**** RECORDS PROVIDED ****

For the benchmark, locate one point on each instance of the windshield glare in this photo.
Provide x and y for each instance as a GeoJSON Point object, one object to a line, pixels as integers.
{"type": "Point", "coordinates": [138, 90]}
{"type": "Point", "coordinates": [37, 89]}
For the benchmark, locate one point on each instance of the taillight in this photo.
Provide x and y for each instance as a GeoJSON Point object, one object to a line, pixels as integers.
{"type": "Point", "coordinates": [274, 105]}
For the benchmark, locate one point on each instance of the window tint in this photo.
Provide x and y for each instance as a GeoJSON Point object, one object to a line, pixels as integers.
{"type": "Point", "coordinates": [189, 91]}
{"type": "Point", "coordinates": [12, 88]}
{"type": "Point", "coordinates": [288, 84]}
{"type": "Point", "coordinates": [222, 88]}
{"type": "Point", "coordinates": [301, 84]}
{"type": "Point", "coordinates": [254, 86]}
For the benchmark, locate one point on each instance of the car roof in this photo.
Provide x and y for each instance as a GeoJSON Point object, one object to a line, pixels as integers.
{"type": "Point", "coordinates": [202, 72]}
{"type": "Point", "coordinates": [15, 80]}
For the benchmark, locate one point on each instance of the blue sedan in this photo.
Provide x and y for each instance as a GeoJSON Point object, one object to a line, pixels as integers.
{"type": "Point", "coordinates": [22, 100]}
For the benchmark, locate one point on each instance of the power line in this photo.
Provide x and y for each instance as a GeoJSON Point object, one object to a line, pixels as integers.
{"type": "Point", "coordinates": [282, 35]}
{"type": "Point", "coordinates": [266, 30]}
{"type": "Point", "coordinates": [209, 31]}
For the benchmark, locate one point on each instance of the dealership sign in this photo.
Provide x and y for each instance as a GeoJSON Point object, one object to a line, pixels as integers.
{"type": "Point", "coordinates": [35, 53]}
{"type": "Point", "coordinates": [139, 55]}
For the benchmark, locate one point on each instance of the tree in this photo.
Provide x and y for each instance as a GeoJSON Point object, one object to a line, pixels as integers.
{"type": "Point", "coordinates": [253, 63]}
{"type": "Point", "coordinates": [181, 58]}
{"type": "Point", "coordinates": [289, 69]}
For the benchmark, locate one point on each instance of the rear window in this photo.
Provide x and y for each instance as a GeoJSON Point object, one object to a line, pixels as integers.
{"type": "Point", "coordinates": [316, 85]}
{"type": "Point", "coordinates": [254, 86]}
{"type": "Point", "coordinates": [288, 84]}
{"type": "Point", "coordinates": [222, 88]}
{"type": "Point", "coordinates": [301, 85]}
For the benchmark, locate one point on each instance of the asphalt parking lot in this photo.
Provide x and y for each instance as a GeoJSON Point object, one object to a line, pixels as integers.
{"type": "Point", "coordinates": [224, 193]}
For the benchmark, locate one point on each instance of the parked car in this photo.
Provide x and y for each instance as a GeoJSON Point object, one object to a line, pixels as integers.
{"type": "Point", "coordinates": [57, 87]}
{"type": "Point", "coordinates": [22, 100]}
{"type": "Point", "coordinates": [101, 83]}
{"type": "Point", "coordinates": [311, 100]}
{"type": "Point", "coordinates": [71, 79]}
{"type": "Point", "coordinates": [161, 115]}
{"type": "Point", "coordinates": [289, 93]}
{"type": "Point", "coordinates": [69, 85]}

****

* [WHAT NEEDS TO BE DONE]: Retype nothing except the lines from the line holding "car in this photo." through the last line of the entries, both included.

* [THE OUTPUT]:
For the benchmark, locate one point on each instance of the parked car in this photo.
Provide x and y for each instance as a GeoJSON Point object, one object to a line, pixels as integers.
{"type": "Point", "coordinates": [57, 87]}
{"type": "Point", "coordinates": [22, 100]}
{"type": "Point", "coordinates": [101, 83]}
{"type": "Point", "coordinates": [311, 100]}
{"type": "Point", "coordinates": [71, 79]}
{"type": "Point", "coordinates": [161, 115]}
{"type": "Point", "coordinates": [289, 93]}
{"type": "Point", "coordinates": [69, 85]}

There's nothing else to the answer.